DATA EXTRACT

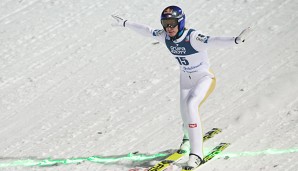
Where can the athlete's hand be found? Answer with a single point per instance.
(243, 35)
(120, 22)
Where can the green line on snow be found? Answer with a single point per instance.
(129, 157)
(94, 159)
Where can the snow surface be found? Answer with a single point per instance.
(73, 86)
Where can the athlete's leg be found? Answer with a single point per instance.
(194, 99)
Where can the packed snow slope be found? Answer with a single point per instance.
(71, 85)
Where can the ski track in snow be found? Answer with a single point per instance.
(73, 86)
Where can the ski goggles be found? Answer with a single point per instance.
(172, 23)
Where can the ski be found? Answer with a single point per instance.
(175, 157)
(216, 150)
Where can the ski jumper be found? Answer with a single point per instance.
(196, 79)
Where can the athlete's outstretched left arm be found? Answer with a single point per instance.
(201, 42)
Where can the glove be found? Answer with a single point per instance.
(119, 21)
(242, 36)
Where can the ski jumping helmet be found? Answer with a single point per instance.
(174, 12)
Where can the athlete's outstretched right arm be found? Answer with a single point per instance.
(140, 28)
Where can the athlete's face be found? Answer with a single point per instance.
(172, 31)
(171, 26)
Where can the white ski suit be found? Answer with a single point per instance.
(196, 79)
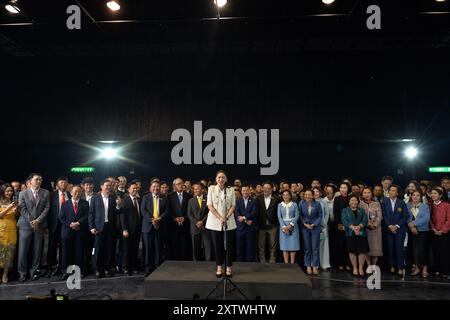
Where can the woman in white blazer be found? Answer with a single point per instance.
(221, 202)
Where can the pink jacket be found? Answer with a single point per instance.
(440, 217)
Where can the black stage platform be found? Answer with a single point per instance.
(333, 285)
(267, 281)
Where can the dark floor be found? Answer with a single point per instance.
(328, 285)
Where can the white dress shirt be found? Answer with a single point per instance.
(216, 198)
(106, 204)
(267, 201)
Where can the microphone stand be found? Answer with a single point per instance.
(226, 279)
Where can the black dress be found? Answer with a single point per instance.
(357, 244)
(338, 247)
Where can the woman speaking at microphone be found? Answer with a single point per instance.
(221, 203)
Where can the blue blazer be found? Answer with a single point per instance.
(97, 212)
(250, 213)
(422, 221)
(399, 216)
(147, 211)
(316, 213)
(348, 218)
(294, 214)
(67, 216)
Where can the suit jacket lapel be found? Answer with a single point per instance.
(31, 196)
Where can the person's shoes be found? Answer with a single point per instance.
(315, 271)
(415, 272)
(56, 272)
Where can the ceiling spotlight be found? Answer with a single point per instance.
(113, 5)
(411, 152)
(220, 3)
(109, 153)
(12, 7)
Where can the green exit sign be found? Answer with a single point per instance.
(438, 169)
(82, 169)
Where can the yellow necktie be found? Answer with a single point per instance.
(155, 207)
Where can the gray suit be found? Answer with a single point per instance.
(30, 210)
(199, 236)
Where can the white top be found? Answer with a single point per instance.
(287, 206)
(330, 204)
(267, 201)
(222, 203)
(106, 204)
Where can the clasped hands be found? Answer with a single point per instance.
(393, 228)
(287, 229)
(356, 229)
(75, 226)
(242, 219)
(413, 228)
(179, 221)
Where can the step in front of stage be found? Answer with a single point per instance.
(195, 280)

DIRECTIONS
Once the pictures are set aside, give the rest of the listing again exactly.

WRITTEN REPLY
Where can the athlete's hand be found? Answer with a single point per instance.
(243, 35)
(120, 22)
Where can the green line on snow be found? Answer with a single point per instance.
(129, 157)
(94, 159)
Where can the snow surface be found? Answer with a single point per instance.
(73, 86)
Where can the athlete's leg be found? Answer with a single point per instance.
(194, 99)
Where can the packed snow slope be found? Answer with a single point per instance.
(71, 85)
Where can the ski track in snow be found? Answer with a single point per instance.
(73, 86)
Where can the ski goggles be found? Answer with a single point per instance.
(172, 23)
Where can the ski be found? Answer with a single point per instance.
(175, 157)
(216, 150)
Where can the ski jumper be found? Answer with a single point per instance.
(196, 79)
Where can the athlete's outstretched left arm be found? Answer with a single point per instance.
(201, 42)
Where can the glove be found? Answer with a single point per instance.
(119, 21)
(242, 36)
Where can the ski jumping helmet be found? Answer with a single point per instance.
(174, 12)
Where can the athlete's outstretched right arm be found? Answer with a single point per instance.
(140, 28)
Where can the athlete's face be found? Answer with a single point per instance.
(172, 31)
(171, 26)
Where can the white ski suit be found? Answer with a single point per instance.
(196, 79)
Where can the woman in white blazer be found? Answer with a single point per instance.
(221, 202)
Where can the pink jacket be found? Answer with a single point per instance.
(440, 217)
Where can the black stage platform be found? Answer with a single point per instance.
(333, 285)
(267, 281)
Where can the dark floor be found? Answer with a single point per instance.
(328, 285)
Where can the white dress shirt be found? Answer with a single point per instance.
(216, 198)
(106, 204)
(267, 201)
Where can the microphone stand be found? Answer with a single point per instance.
(226, 279)
Where can the black dress be found? Answer with a single point per instance.
(357, 244)
(338, 247)
Where can the woman speaking at microphone be found? Answer with a single point per instance.
(221, 203)
Where can the blue blazer be found? Answer with a single point per instance.
(97, 212)
(250, 213)
(422, 221)
(399, 216)
(147, 211)
(316, 213)
(348, 218)
(294, 214)
(67, 216)
Where can the suit jacket lapel be found? Answer with a single point per instance.
(31, 196)
Where can the person's shoes be found? Answer with a single point per instance.
(315, 271)
(415, 272)
(56, 272)
Where can the ceiling spotlight be found? Answer with a single point per instance.
(113, 5)
(411, 152)
(220, 3)
(109, 153)
(12, 7)
Where can the green exit sign be found? Answer with a single point per instance.
(438, 169)
(82, 169)
Where can the yellow necktie be found? Answer with a single point per instance.
(155, 207)
Where can the gray suit be found? Answer with a single point per instance.
(30, 210)
(199, 236)
Where can the white top be found? Answer with a single point per instance.
(287, 206)
(330, 204)
(267, 201)
(222, 203)
(106, 204)
Where can the clasped hands be found? Answer with a single point per instance.
(393, 228)
(287, 229)
(356, 229)
(75, 226)
(242, 219)
(413, 228)
(179, 221)
Where can the step in front of stage be found? Answer with a single point per instance.
(195, 280)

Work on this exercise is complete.